> **Selected excerpt**
##########

The Excel report includes Birch-Murnaghan fits with bulk modulus (B0), equilibrium volume (V0), and derivative (B0'):

| MLIP | RMSE (eV) | MAE (eV) | VASP B0 (GPa) | MLIP B0 (GPa) | B0 Error (GPa) | VASP V0 (A^3) | MLIP V0 (A^3) | V0 Error (A^3) |
|---|---|---|---|---|---|---|---|---|
| MLIP_A | 0.634 | 0.462 | 80.53 | 102.59 | 22.06 | 475.37 | 469.42 | 5.95 |
| MLIP_B | 0.411 | 0.318 | 80.53 | 72.29 | 8.24 | 475.37 | 478.51 | 3.13 |
| MLIP_C | 0.444 | 0.350 | 80.53 | 88.02 | 7.49 | 475.37 | 470.70 | 4.67 |
| ... | ... | ... | ... | ... | ... | ... | ... | ... |

## Configuration Reference

Options are grouped into **Required**, **Commonly tuned**, and **Advanced** (collapsed). Required parameters must be passed at construction; the rest have sensible defaults and can be overridden as needed.

##########

> **Actions to take**
a – In the excerpt on the MLIP report and configuration, why do only the Required parameters have to be supplied at construction? Answer in one to three sentences.
b – Return the portion of the excerpt on the MLIP report and configuration from "Options are grouped" to "overridden as needed.", copied word for word.

> **Supplied data**
##########

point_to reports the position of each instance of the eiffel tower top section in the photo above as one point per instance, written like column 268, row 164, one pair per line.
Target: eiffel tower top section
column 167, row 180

##########

> **Answers to the tasks**
a – The other options, Commonly tuned and Advanced, have sensible defaults. Those defaults apply unless they are overridden as needed, so only the Required parameters must be passed at construction.

b –
Options are grouped into **Required**, **Commonly tuned**, and **Advanced** (collapsed). Required parameters must be passed at construction; the rest have sensible defaults and can be overridden as needed.